# [文档片段]
【POJ 2891】Strange Way to Express Integers（扩展欧几里得）

【POJ 2891】Strange Way to Express Integers（扩展欧几里得）

Description

Elina is reading a book written by Rujia Liu, which introduces a strange way to express non-negative integers. The way is described as following:

Choose k different positive integers a₁, a₂,
…, a_k. For some non-negative m, divide it by every
a_i (1 ≤ i ≤ k) to find the remainder r_i. If
a₁, a₂, …, a_k are properly chosen, m can be determined, then the pairs (a_i,
r_i) can be used to express m.

“It is easy to calculate the pairs from m, ” said Elina. “But how can I find
m from the pairs?”

Since Elina is new to programming, this problem is too difficult for her. Can you help her?

Input

The input contains multiple test cases. Each test cases consists of some lines.

# [存储数据]

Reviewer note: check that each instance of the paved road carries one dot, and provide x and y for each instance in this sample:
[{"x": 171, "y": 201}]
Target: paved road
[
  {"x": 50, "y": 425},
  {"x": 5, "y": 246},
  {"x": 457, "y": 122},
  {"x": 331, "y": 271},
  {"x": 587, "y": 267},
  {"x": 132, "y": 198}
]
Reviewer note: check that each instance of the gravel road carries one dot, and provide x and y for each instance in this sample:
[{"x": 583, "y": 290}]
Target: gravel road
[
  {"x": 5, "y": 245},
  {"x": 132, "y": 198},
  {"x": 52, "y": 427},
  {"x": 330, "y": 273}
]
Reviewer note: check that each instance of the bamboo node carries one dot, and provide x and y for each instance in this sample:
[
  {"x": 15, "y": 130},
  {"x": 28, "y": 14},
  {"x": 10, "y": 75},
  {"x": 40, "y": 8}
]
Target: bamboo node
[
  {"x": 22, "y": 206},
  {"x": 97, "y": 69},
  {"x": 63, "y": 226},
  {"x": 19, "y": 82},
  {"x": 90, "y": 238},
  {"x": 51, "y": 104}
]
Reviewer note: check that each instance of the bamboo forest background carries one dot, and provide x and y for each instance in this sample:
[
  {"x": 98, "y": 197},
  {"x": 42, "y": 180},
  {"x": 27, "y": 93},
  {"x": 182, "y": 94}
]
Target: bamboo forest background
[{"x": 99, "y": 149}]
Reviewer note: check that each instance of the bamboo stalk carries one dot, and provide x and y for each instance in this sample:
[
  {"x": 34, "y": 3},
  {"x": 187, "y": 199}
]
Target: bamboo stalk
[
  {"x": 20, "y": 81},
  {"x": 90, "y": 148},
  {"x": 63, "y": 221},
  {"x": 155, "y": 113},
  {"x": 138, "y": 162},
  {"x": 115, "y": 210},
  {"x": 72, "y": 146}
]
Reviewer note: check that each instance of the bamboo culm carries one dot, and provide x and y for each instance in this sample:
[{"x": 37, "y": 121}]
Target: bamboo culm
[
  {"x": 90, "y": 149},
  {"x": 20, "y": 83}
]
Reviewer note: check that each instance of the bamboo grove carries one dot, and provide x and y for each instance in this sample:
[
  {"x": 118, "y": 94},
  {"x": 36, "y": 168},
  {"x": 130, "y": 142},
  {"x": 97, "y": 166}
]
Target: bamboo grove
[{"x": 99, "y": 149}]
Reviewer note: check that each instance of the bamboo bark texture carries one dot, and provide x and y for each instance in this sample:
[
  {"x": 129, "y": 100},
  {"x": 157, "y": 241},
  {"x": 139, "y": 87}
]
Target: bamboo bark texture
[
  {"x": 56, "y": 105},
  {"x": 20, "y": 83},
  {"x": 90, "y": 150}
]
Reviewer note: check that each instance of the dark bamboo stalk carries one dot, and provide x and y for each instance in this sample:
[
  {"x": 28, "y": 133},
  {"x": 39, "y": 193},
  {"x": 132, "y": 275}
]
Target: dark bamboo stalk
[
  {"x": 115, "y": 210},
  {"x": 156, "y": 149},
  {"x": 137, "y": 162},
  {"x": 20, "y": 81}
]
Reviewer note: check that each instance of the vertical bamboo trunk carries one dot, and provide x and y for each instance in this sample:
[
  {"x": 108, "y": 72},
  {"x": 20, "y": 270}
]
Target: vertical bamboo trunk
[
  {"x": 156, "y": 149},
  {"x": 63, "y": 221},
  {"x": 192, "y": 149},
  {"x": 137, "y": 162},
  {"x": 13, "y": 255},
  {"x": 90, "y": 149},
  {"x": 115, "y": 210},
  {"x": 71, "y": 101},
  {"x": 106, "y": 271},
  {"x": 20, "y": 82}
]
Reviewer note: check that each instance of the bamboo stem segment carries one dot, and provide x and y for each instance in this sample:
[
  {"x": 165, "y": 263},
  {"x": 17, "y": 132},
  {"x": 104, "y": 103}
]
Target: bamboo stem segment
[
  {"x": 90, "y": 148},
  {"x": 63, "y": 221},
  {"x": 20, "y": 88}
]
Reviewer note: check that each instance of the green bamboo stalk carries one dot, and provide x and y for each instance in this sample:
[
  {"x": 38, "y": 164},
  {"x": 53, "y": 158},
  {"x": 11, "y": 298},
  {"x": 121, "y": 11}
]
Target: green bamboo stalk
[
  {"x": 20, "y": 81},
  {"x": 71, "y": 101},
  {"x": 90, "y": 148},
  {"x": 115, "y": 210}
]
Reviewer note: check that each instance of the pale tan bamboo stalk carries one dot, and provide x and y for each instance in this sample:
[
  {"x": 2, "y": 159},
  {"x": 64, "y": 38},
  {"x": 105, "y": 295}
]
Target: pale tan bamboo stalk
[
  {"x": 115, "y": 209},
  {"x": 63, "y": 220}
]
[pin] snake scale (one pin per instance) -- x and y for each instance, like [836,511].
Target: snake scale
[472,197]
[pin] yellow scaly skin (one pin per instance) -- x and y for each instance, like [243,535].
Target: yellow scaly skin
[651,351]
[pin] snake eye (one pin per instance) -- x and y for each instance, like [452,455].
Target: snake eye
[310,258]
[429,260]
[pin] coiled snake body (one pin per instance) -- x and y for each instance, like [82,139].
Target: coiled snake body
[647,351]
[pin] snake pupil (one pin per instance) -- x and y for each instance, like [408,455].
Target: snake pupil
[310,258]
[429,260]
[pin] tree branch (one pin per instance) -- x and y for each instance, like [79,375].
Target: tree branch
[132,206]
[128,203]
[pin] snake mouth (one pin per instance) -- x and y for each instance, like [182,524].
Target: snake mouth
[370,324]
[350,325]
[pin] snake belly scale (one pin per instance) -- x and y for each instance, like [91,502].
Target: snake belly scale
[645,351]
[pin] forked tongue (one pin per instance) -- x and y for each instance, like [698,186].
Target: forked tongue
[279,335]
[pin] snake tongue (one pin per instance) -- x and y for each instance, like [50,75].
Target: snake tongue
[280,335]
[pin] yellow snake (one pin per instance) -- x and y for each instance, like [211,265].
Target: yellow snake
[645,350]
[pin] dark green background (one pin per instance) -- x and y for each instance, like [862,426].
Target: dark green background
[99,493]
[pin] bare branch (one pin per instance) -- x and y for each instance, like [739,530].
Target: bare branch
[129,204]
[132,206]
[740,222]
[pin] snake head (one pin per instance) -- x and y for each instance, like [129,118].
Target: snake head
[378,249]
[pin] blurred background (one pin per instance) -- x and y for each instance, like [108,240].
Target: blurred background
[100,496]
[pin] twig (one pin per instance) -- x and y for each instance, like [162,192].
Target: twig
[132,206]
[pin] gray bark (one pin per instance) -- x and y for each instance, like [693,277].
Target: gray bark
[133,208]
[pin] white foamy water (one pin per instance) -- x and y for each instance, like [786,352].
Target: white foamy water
* * *
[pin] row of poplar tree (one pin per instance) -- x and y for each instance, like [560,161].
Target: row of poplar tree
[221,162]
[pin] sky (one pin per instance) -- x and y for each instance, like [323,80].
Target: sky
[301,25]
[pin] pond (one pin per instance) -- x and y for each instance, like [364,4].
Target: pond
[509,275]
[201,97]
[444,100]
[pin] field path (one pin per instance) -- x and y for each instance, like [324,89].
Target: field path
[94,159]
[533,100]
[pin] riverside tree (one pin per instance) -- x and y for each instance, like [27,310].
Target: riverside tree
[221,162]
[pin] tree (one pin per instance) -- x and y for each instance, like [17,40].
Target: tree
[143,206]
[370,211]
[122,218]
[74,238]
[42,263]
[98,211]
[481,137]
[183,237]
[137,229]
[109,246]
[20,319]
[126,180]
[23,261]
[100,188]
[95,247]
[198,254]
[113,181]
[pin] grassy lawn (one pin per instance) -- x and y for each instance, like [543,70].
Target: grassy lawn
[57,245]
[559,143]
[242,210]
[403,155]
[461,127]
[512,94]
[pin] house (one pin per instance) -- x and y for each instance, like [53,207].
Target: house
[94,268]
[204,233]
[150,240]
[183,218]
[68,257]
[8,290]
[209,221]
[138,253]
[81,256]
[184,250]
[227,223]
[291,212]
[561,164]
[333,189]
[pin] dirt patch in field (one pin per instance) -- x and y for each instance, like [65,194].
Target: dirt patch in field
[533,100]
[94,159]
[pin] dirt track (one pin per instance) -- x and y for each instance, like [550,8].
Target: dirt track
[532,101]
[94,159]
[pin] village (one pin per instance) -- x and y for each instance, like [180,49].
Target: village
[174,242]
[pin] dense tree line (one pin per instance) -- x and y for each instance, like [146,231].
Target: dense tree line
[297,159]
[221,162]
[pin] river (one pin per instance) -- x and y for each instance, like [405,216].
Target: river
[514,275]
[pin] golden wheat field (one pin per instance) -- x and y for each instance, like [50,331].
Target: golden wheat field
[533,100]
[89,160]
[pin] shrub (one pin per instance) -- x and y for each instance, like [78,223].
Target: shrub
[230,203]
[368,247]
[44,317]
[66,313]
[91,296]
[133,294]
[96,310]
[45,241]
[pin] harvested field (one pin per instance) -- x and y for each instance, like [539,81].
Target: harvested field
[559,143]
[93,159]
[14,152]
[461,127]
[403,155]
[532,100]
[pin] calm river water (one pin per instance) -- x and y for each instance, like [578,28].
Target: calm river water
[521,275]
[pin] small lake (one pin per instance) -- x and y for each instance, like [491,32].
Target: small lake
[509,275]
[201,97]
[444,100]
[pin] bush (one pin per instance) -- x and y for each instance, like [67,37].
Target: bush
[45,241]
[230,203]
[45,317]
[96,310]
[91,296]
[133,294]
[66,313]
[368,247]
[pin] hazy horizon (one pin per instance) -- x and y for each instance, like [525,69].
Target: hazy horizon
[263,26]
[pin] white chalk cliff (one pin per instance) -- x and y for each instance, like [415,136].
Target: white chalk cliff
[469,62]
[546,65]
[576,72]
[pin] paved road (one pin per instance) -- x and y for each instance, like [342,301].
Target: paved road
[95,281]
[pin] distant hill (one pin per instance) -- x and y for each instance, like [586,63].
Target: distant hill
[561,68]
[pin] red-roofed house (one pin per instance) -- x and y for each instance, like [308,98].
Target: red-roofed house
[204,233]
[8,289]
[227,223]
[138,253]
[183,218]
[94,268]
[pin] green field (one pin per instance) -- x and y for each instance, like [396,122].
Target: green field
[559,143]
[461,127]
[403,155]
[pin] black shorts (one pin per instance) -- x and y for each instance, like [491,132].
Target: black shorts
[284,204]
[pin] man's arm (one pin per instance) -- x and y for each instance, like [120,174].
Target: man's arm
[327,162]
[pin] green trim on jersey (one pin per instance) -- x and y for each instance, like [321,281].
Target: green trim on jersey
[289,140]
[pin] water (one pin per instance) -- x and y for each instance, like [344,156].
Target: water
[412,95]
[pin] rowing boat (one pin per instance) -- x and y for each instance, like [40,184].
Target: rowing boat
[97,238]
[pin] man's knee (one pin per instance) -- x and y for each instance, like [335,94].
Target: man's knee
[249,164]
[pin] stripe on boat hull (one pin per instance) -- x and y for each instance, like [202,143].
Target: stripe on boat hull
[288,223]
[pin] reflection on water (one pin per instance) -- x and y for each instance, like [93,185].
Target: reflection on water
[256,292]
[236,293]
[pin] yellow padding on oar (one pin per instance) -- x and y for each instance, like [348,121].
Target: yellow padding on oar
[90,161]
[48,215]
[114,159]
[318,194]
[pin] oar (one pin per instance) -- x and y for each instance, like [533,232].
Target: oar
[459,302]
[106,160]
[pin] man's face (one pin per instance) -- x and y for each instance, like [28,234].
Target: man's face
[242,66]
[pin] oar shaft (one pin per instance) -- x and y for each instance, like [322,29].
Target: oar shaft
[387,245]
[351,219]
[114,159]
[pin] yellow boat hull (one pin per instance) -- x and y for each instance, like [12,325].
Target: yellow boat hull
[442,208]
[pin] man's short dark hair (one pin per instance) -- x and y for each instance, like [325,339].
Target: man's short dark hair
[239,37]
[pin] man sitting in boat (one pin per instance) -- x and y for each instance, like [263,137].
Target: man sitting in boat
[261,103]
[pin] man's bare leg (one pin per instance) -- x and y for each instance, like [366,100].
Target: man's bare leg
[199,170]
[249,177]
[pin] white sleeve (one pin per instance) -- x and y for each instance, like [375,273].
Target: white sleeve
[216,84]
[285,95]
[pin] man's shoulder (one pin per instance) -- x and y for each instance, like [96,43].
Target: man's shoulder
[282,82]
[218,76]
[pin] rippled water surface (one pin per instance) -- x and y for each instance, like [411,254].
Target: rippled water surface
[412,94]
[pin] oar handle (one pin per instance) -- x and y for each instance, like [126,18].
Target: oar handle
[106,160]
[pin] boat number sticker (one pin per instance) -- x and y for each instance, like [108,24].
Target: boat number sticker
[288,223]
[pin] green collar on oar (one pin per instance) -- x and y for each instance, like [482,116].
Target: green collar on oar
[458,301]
==
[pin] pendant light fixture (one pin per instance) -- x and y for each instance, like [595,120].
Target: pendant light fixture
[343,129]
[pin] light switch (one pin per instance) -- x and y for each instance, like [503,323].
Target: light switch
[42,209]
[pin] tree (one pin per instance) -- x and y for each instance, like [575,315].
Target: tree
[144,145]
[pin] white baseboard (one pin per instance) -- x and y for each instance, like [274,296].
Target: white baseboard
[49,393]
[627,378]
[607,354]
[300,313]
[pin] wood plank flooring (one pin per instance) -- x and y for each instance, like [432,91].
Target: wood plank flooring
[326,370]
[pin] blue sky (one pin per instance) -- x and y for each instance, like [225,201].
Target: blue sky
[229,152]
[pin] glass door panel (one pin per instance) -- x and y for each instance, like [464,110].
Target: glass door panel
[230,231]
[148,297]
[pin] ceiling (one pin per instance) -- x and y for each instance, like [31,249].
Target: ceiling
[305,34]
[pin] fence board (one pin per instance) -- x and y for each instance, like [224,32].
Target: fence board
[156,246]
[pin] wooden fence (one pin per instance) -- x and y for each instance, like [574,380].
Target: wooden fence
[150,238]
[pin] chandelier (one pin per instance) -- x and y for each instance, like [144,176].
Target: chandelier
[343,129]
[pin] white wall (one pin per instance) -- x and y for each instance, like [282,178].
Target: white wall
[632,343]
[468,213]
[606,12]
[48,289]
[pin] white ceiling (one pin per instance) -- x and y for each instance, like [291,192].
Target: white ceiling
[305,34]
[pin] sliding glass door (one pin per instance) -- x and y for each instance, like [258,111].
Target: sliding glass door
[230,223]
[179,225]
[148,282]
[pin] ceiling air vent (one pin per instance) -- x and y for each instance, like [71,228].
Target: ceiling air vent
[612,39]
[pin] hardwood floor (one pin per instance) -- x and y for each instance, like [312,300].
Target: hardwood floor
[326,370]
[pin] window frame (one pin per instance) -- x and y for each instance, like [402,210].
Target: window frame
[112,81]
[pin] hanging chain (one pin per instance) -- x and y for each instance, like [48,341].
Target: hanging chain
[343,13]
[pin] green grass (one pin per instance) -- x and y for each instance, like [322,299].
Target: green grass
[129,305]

# [练习说明]
摘录文档片段中自“Since Elina is”起、至“of some lines.”止（首尾两处均包括在内）的原文，一字不改。 上述记录与本练习无关。

# [参考答案]
Since Elina is new to programming, this problem is too difficult for her. Can you help her?

Input

The input contains multiple test cases. Each test cases consists of some lines.